YOUR INSTRUCTIONS —
Return every record exactly as it appears. Leave nothing out.
═════ DATA EXCERPTS
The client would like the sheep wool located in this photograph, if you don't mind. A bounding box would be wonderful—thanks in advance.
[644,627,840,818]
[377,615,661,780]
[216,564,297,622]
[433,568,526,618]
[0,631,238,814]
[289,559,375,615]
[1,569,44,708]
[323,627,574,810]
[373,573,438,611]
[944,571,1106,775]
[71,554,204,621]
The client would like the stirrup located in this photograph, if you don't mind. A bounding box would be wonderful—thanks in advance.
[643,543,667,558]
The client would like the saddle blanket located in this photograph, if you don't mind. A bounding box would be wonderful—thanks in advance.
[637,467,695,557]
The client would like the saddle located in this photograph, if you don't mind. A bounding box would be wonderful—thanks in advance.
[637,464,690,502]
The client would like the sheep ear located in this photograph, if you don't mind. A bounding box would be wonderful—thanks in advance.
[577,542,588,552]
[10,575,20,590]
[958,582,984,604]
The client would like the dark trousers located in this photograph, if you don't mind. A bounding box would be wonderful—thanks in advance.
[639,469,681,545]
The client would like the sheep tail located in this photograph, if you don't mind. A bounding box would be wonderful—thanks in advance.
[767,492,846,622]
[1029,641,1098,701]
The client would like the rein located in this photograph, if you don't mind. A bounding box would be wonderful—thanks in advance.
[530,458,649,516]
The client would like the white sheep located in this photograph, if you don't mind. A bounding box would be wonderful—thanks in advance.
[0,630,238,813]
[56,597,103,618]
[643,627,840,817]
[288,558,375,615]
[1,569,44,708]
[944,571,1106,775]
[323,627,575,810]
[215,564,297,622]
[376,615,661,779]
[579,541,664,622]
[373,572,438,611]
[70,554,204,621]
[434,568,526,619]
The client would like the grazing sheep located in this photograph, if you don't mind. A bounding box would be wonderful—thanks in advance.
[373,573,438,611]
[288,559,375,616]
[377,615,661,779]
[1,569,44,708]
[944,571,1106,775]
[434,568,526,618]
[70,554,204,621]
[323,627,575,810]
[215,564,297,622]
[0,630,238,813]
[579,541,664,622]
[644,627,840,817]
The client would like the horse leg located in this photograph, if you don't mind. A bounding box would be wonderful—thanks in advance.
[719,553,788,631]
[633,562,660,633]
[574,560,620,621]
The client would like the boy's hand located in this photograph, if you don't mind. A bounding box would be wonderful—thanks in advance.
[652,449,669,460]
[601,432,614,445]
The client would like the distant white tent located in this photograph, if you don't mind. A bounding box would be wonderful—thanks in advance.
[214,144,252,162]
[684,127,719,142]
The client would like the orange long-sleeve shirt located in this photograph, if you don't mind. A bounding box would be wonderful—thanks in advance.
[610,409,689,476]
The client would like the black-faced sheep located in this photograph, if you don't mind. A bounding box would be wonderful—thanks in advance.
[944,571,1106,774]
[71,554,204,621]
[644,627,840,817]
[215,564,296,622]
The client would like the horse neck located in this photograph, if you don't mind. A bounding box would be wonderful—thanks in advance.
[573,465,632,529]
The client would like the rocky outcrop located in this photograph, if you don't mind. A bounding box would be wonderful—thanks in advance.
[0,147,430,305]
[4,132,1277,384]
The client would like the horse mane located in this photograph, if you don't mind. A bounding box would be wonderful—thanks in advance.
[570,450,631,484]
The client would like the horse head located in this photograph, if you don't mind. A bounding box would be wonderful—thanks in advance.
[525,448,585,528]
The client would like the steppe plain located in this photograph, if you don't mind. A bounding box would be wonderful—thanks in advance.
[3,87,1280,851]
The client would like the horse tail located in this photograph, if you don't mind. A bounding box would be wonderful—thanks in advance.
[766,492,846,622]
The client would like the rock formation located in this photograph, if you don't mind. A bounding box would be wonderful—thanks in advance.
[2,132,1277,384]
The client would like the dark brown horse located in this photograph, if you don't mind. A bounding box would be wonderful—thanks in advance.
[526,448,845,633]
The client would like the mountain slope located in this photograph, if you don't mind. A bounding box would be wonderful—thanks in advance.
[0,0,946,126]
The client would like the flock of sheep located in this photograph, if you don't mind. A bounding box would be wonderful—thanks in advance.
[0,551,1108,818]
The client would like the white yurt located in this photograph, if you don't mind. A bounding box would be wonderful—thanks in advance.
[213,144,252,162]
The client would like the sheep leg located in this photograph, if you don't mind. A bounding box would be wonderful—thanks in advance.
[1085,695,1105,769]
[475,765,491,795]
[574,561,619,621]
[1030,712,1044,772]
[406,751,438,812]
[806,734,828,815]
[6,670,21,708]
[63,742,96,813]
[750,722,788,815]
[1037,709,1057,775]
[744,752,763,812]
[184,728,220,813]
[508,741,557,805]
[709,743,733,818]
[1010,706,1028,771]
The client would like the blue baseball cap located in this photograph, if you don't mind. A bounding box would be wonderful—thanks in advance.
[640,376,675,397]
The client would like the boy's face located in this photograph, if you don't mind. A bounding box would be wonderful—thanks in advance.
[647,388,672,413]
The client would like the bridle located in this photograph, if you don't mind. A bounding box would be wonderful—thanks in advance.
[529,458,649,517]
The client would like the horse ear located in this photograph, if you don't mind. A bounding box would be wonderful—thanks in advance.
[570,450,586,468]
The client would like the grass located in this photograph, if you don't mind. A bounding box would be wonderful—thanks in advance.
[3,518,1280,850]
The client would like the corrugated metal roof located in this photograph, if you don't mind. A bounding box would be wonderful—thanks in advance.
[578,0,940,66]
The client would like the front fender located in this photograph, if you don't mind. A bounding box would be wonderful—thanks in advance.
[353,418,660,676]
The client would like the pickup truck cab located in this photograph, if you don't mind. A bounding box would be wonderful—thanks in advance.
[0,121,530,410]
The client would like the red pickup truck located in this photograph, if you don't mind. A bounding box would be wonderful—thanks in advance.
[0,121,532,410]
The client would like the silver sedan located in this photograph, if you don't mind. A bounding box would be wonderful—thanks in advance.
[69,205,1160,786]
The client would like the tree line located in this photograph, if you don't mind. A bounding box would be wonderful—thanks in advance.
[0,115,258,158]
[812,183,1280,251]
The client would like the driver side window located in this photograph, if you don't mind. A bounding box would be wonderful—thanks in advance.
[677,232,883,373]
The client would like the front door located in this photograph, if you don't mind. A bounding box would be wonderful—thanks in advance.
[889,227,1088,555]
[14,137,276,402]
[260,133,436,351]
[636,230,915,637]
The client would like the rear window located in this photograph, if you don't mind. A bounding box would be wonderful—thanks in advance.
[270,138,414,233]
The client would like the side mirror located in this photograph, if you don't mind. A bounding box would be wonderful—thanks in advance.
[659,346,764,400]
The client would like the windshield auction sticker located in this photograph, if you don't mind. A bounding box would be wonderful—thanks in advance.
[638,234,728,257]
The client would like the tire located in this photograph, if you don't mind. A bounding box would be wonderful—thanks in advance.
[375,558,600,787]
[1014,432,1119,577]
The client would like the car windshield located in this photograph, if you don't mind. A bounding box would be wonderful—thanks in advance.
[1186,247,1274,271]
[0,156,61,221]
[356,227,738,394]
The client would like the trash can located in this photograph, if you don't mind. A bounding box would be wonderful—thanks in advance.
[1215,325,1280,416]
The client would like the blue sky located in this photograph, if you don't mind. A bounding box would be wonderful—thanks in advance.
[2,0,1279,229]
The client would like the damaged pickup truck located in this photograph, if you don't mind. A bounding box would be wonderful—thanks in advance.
══════════
ANSWER TO THIS PROBLEM —
The client would like the sheep wool located in this photograph, if you don't mind. A bounding box would be wonderful—thanks in advance.
[644,627,840,818]
[377,615,661,780]
[216,564,297,622]
[433,568,526,618]
[0,631,238,814]
[289,559,375,615]
[1,569,44,708]
[323,627,574,810]
[373,573,438,611]
[944,571,1106,775]
[71,554,204,621]
The client would like the stirrup located in this photograph, if you don't mind. A bounding box would be wonderful—thanks in advance.
[643,543,667,558]
The client would like the saddle blanket located in this photograph, if you don't mind. A bounding box would be wonderful—thanks in advance.
[637,467,695,557]
The client would like the saddle located in this photograph, if you don't mind. A bounding box would be wonderful—thanks in advance.
[637,464,690,502]
The client would like the sheep ear located in this photograph, if you don't mind. A bounding box would be wonderful—thanks in advance.
[577,542,588,552]
[10,575,20,590]
[958,582,984,604]
The client would like the dark trousers located in this photograph, if you don't mind. A bounding box would be wonderful—thanks in advance.
[639,469,681,545]
The client would like the sheep tail located in this photograph, if you don't mind. A bounding box would be wonderful—thanks in advance.
[767,492,846,622]
[1029,641,1098,701]
The client would like the rein located in this photograph, if you don't mind. A bounding box would be wonderful—thanks in advance.
[530,458,649,516]
The client would like the white sheep located in this photograph, if you don't mind. A bounding box would be wonderful—thanks in advance.
[0,630,238,813]
[56,597,103,618]
[643,627,840,817]
[288,558,375,615]
[1,569,44,708]
[944,571,1106,775]
[323,627,575,810]
[215,564,297,622]
[376,615,661,779]
[579,541,664,622]
[373,572,438,611]
[70,554,204,621]
[434,568,526,619]
The client would like the grazing sheep located in this photograph, if you don't mind. A bounding box would be wonderful—thanks in advance.
[373,573,438,611]
[288,559,375,616]
[377,615,661,779]
[1,569,44,708]
[944,571,1106,775]
[434,568,526,618]
[70,554,204,621]
[323,627,575,810]
[215,564,297,622]
[0,630,238,813]
[579,541,664,622]
[644,627,840,817]
The client would like the horse leg located in this photograph, if you don't mind. A bounding box would be wonderful—thanks in advance.
[719,553,788,631]
[633,562,660,633]
[574,560,620,621]
The client would like the boy's hand located in this photograph, if you don't mind. A bounding box would be wonderful—thanks in advance.
[652,449,669,460]
[601,432,614,445]
The client would like the distant white tent located in this photograph, if you don't mind. A bounding box would be wonderful—thanks in advance.
[214,144,252,162]
[684,127,719,142]
The client would like the orange long-sleeve shirt located in this photograph, if you don't mind. A bounding box would be wonderful—thanks in advance.
[610,409,689,476]
The client would like the black-faced sheep located in this photograph, if you don't mind. A bounding box would be wonderful—thanks in advance.
[944,571,1106,774]
[71,554,204,621]
[644,627,840,817]
[215,564,296,622]
The client would like the horse neck located in this photograph, if you don't mind. A bounding box would be wonderful—thanks in advance.
[573,465,632,529]
The client would like the rocky outcrop located in this photograph, if you don't mind. A bounding box would be wonderful—thanks in advance.
[0,147,430,305]
[4,132,1277,384]
The client would like the horse mane located in this photograph, if you don't mind. A bounding box would be wonderful—thanks in advance.
[570,450,631,484]
The client would like the horse head located in this photograph, if you don't mind. A bounding box would be wonderful—thanks in advance.
[525,448,585,528]
The client would like the steppe plain located in this photograph, if you don't mind. A bounding box would be wonderful—thanks in advance.
[3,87,1280,851]
The client would like the horse tail located in this photograph, if you don't mind. A bounding box would be wonderful—thanks in advance.
[766,492,846,622]
The client would like the rock formation located in this photograph, if you don't mind. A bounding box would be wonderful—thanks in advance.
[2,132,1277,384]
The client would like the dark brown horse located in this photograph, if you don't mind. A bounding box would be wonderful—thanks in advance.
[526,448,845,633]
The client would like the mountain slope located in this photograph, if you don't mind. A bounding box would be wonderful—thanks in advance.
[0,0,946,126]
The client would like the flock of sheep located in this photograph, if you don't mind. A bounding box would be wonderful—thanks in advance.
[0,551,1108,818]
The client would like the white yurt located in this photograph, if you don't mind. A bounding box would be wonderful—thanks in advance.
[213,144,252,162]
The client would like the sheep leg located in this photograph, if you don't mind. A bounding box would be wonderful—thanks in advance.
[1085,695,1105,769]
[475,765,491,795]
[574,561,619,621]
[1030,712,1044,772]
[406,751,438,812]
[806,734,828,815]
[6,670,21,708]
[63,742,96,813]
[750,722,788,815]
[1037,709,1057,775]
[744,752,763,812]
[184,728,220,813]
[508,741,557,805]
[709,743,733,818]
[1010,706,1028,771]
The client would like the blue baseball cap located in this photograph, if you don't mind. A bounding box would be wonderful—thanks in advance.
[640,376,675,397]
The client would like the boy's face located in this photograph, if you don't mind. A bounding box would be wonderful—thanks in advance.
[647,388,672,413]
The client would like the bridle located in this photograph, if you don't mind. A bounding box would be wonderful—thanks in advance.
[529,458,649,517]
The client would like the horse ear located in this photograph, if you don't mind. A bounding box would be wonderful—thanks in advance.
[570,450,586,468]
The client would like the grass located in this photograph, if you don't mind. A bounding box would be wonderful—thanks in advance.
[3,518,1280,850]
The client would like the corrugated metal roof located in this photograph, if you don't mind. A bounding box would be wonderful—thanks in advance.
[578,0,940,66]
The client would like the front fender located in this photograph, if you don't mind. A bounding box would be wonderful—thanks in advance.
[353,418,660,676]
The client would like the pickup truck cab located in this photograph, if you don't mind. A bounding box would be wonderful—thanks in advance.
[0,121,530,410]
The client would like the red pickup truck located in this photograph, if you don't mind. A bounding box would be wonderful—thanks in advance.
[0,121,532,410]
The client would like the silver sedan located in this photograph, if you don't mind. A bounding box would be wonderful—thanks in advance.
[69,205,1160,786]
The client would like the tree line located in this photograph, if you don't mind. A bounding box would be wonderful—thanks in advance.
[0,115,258,158]
[812,183,1280,251]
The client would like the driver side window located in this photograph, if you don't mind. A bounding box would be wonderful—thanks in advance.
[677,232,883,373]
The client would like the front door located in this photograph, if you don't mind. A bounding box would be wonderful—thanks in advance.
[889,227,1088,555]
[14,137,276,402]
[260,133,436,351]
[636,230,915,637]
The client would like the rear window located in this photograph, if you don't mind. A bounding box would be wonderful—thanks in advance.
[270,138,414,233]
The client would like the side mirror located in this photograph, if you don't mind. A bounding box would be wonderful—thanks in advance.
[659,346,764,400]
The client would like the windshield auction sticker located in this photograph, if you don't mind. A bounding box would be wonderful—thanks in advance.
[638,234,728,257]
The client would like the tire located in this photograph, if you don't mind. A bounding box would be wonderful—thanks in advance.
[375,558,600,787]
[1014,432,1119,577]
The client would like the car windshield located in this photograph, if you don't mind. A bounding box would be wonderful—thanks in advance.
[1186,247,1274,271]
[0,156,61,221]
[356,227,738,394]
The client would like the trash can located in this photograph, if you don't mind. A bounding box would be wonderful—thanks in advance.
[1215,325,1280,416]
The client would like the blue sky located in this photograph, if you don't mind. A bounding box would be wonderful—thanks in advance.
[2,0,1279,229]
The client would like the damaged pickup truck located in this photograph, if you don't mind. A bounding box would be wonderful—thanks in advance.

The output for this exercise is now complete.